- _JOB_:
Continue the text about Janus, Epimetheus and the dusty ring in Cassini images, starting after its final sentence.

- _PASSAGE PROVIDED_:
The rings of Saturn seen by Cassini. From right to left: the A Ring with the Encke Gap, the Cassini Division, the B Ring, the C Ring, and the D Ring. © NASA

Janus and Epimetheus

The two coorbital satellites Janus and Epimetheus are a unique case in the Solar System, since these are two bodies with roughly the same size (diameters: ~180 and ~120 km, respectively), which share the same orbit around Saturn. More precisely, they both orbit Saturn in 16 hours, i.e. at the same mean orbital frequency. This is a case of 1:1 mean-motion resonance, involving peculiar mutual gravitational interactions, which prevent them from colliding. They swap their orbits every four years, i.e. the innermost of the two satellites becoming the outermost. The amplitudes of these swaps (26 km for Janus and 95 for Epimetheus) have permitted to know accurately the mass ratio between them, which is 3.56, Janus being the heaviest one.

Interestingly, Epimetheus is the first among the satellites of Saturn for which longitudinal librations have been detected. As many natural satellites, Janus and Epimetheus have a synchronous rotation, showing the same face to a fictitious observer at the surface of Saturn. For Epimetheus, large librations have been detected around this direction, which are a consequence of its elongated shape, and could reveal some mass inhomogeneities, maybe due to variations of porosity, and/or to its pretty irregular shape.

Janus and Epimetheus seen by Cassini (mosaic of 2 images). © NASA
Janus and Epimetheus seen by Cassini (mosaic of 2 images). © NASA

Images of a new ring

So, Cassini images have revealed a dusty ring in that zone. To characterize it, the authors have first extracted images likely to contain it. Such images are made publicly available on NASA’s Planetary Data System. Since that ring had been announced to have been observed on Sept 15th 2006 (see the original press release), the authors restricted to 2 days before and after that date. The data they used were acquired by the ISS (Imaging Science Subsystem) instrument of Cassini, more precisely the NAC and WAC (Narrow- and Wide-Angle-Camera). They finally found 17 images showing the ring.

The images are given as raw data. The authors needed to calibrate their luminosity with a tool (a software) provided by the Cassini team, and sometimes to smooth them, to remove cosmic rays. Moreover, they needed to consider the position of the spacecraft, to be able to precisely locate the structures they would see.

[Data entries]
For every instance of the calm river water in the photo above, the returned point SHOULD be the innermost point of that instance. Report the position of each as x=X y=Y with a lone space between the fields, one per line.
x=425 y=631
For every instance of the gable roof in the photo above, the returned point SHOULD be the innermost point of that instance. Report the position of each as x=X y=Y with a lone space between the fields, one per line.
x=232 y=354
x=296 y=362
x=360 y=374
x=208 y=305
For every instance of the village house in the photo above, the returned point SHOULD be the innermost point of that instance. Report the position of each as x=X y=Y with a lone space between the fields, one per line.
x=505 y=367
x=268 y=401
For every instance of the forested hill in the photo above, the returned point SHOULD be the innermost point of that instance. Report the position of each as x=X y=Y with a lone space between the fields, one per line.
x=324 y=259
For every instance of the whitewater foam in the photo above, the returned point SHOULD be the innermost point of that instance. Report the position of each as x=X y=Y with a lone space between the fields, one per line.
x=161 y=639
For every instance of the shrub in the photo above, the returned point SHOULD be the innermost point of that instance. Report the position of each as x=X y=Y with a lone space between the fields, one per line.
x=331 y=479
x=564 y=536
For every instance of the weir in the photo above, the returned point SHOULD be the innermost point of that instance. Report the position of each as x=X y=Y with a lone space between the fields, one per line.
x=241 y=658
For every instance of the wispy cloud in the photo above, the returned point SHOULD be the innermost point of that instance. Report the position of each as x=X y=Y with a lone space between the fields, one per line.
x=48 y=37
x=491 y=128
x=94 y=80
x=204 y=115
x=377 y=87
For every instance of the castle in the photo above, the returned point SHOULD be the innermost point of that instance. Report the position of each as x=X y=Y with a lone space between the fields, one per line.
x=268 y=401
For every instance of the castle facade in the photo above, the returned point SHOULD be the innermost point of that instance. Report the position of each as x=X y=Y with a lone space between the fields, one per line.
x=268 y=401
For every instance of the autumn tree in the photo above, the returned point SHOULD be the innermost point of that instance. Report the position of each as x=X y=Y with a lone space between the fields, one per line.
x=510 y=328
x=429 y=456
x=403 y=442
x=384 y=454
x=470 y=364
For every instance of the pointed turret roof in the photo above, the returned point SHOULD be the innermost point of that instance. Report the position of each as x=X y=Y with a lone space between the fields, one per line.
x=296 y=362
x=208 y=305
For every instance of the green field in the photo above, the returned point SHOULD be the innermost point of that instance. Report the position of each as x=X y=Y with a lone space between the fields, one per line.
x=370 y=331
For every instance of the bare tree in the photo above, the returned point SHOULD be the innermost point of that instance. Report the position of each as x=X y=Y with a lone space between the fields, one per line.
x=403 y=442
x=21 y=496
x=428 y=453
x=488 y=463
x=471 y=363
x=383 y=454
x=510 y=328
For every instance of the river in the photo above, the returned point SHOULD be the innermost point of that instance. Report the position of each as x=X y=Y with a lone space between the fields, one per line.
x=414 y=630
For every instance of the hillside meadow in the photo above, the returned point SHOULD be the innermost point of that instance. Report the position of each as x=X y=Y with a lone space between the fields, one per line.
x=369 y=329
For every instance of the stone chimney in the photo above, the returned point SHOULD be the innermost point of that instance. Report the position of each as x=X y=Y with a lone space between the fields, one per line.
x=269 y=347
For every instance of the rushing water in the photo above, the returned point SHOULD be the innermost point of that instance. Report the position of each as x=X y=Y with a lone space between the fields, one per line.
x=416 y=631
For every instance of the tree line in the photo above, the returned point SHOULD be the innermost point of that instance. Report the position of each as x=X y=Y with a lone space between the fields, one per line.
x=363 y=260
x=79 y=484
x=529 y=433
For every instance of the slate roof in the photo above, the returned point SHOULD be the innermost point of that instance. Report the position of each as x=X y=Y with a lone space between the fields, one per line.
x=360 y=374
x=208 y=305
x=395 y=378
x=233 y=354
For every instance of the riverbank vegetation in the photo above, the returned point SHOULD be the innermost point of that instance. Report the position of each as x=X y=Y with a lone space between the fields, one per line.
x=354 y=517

- _RESPONSE TO THE EXERCISE_:
One of the Cassini images used by the authors. I have added red stars at the location of the ring. © NASA / Ciclops
One of the Cassini images used by the authors. I have added red stars at the location of the ring. © NASA / Ciclops

It appears that the ring presents no longitudinal brightness variation. In other words, not only this is a whole ring and not just an arc, but no density variation is obvious. However, it presents radial brightness variations, over a width of 7,500 km, which is wider than the 5,000 km announced in the 2006 press release.

The next step is to understand the dynamics of this ring, i.e. its stability, its origin, the properties of the particles constituting it… Let us start with the stability.

The ring is removed in a few decades

The authors ran N-body simulations, i.e. numerical integrations of the equations ruling the motion of a ring particle, which would be gravitationally perturbed by the surrounding bodies, i.e. Saturn, and the Janus, Epimetheus, Mimas, Enceladus, Tethys, Dione, and Titan. Moreover, for a reason that I will tell you at the end of this article, the authors knew that the particles were smaller than 13 μm. The motions of such small particles are affected by the radiation pressure of the Sun, in other words the Solar light pushes the particles outward.

The authors simulated 14 times the motion of 18,000 particles equally distributed in the rings. Why 14 times? To consider different particle sizes, i.e. one set with 100 μm-sized particles, and the other sets with sizes varying from 1μm to 13μm.
And it appears that these particles collide with something in a few decades, mostly Janus or Epimetheus. This leaves two possibilities: either we were very lucky to be able to take images of the ring while it existed, or a process constantly feeds the ring. The latter option is the most probable one. Let us now discuss this feeding process.

Renewing the ring

The likeliest sources of material for the rings are ejecta from Janus and Epimetheus. The question is: how were these ejecta produced? By impacts, probably. This study show that Janus and Epimetheus are impacted by the particles constituting the rings, but the impact velocities would not permit to produce ejecta. This is why the authors propose a model, in which interplanetary particles collide with the satellites, generating ejecta.

A firefly behavior

And let us finish with something funny: the ring seems to behave like a firefly, i.e. sometimes bright, and sometimes dark, which means undetectable while present.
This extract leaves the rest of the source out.